* _Goal of the exercise_: Reproduce all the rows below with every "spruce" switched to "pine" and everything else unchanged. Leave the pictures out of your output.

* _Source data_:
# # #

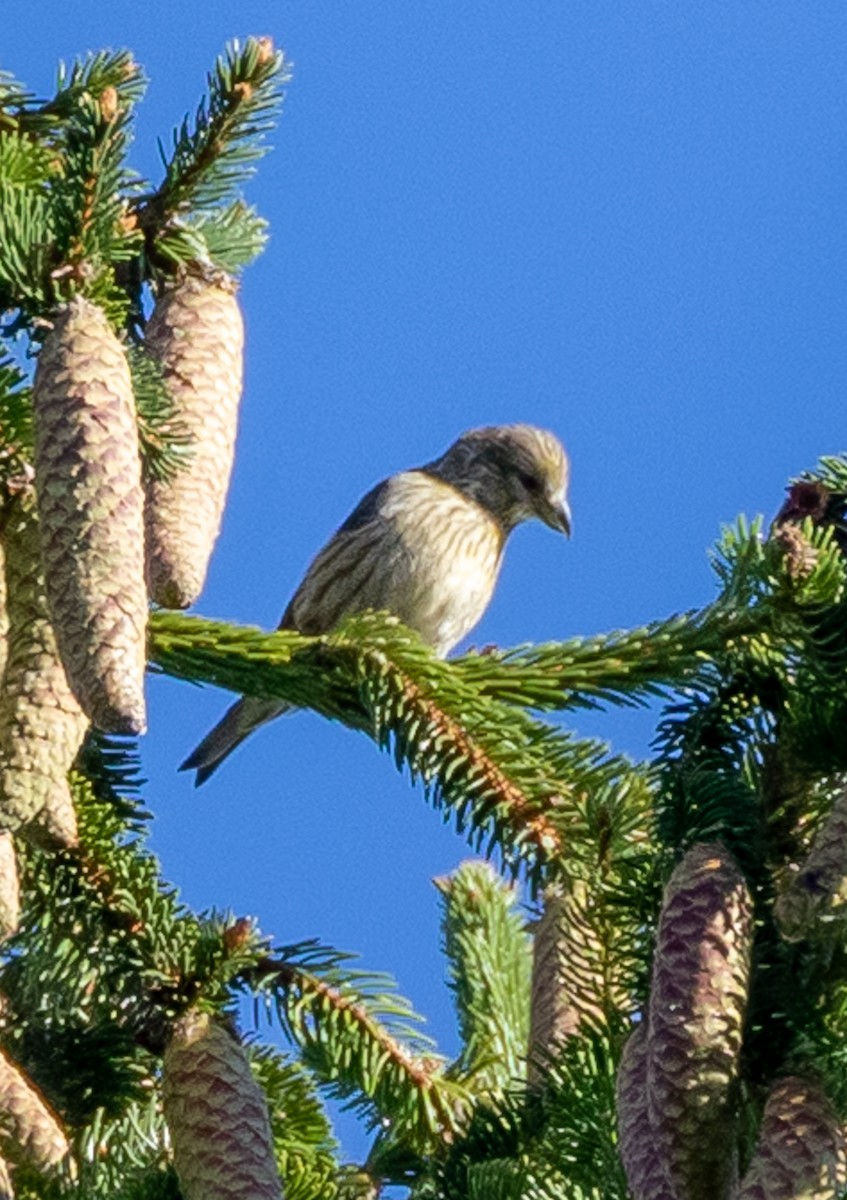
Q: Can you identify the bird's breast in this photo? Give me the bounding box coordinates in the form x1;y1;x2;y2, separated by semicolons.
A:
384;475;504;655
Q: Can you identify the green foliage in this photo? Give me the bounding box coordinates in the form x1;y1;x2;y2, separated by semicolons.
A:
435;862;531;1091
8;30;847;1200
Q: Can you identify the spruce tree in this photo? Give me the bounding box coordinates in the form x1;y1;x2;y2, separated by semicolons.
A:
0;38;847;1200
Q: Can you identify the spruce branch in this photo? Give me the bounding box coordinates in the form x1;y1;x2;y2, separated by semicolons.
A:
185;200;268;274
127;346;192;479
137;37;290;230
247;1045;341;1200
150;613;647;870
456;602;767;712
435;862;530;1093
244;943;468;1152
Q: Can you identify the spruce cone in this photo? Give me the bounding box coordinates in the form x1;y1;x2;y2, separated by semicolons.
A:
0;833;20;940
163;1012;282;1200
34;296;148;733
0;1050;68;1171
738;1075;847;1200
0;494;88;841
774;788;847;942
146;275;244;608
647;842;752;1200
617;1021;677;1200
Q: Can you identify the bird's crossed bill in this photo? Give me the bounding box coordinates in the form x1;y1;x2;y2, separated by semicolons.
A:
181;425;571;785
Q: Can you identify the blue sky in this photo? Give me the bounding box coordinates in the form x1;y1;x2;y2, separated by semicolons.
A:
6;0;847;1176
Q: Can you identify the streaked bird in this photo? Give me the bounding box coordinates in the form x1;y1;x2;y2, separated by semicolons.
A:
180;425;571;786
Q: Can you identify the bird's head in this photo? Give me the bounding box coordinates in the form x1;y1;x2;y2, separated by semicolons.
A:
425;425;571;538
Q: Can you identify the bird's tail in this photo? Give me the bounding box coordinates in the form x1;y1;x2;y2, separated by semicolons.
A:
180;696;292;787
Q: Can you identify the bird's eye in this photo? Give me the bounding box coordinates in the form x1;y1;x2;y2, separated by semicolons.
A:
517;470;541;496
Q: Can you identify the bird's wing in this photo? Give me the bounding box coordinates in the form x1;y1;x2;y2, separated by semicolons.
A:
280;476;400;636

# # #

* _Result of the task_:
Q: Can you identify the bird's breast in this photo? Give me the bounding box coordinates in the form x1;y1;x2;y2, separated by semicolons.
A:
384;475;504;655
Q: Can you identify the green foliage in this photo? Give me the bounding box coordinates in the form x1;y1;x2;y2, separated by semicolons.
A:
435;862;531;1091
8;30;847;1200
Q: Can you identify the pine tree in this photo? Give me the bounding box coordinates in the form x1;y1;x2;y2, separated by semicolons.
A:
0;38;847;1200
Q: Can you identify the pine branch in this photo? Give me the bounding box coordinates in the form x1;y1;x2;y2, separated by semicolons.
A:
185;200;268;274
127;346;192;479
137;37;290;230
247;1045;341;1200
150;613;647;870
456;602;767;712
435;862;530;1093
244;943;468;1152
Q: Can you identify the pine cone in this photo? Give me the bounding box coordinates in the form x1;y1;x2;y2, separated by semicolons.
A:
0;833;20;940
163;1012;282;1200
34;296;148;733
0;1050;68;1171
738;1075;847;1200
0;494;88;841
774;788;847;942
146;275;244;608
647;842;752;1200
617;1021;677;1200
Q: Can you identify the bird's crossed bill in this photo? Give me the bounding box coordinates in the form x1;y1;x2;y2, separated by semicolons.
A:
181;425;571;785
Q: Can you identify the blue sky in this photo? Give me the bounding box coordinates in the form x1;y1;x2;y2, separated by semicolons.
A:
6;0;847;1176
Q: Can you identify the streaked bird in this photo? Give me the bounding box coordinates in the form x1;y1;x2;y2, separated by semicolons.
A:
180;425;571;786
Q: Can you identify the bird's head in this photo? Give me the bounding box coordinates in the form x1;y1;x2;y2, separated by semicolons.
A:
425;425;571;538
Q: Can you identify the bird's tail in this photo? Give me the bounding box coordinates in the form x1;y1;x2;y2, separated by semicolons.
A:
180;696;292;787
Q: Can you identify the bird's eye in this photo? Give me the bounding box coordinates in the form x1;y1;x2;y2, separated by semicolons.
A:
517;470;541;496
Q: Can you identify the bird's wing in this photo? Give me the bounding box coordinates in the form x1;y1;x2;y2, separated by semicolons.
A:
280;476;400;636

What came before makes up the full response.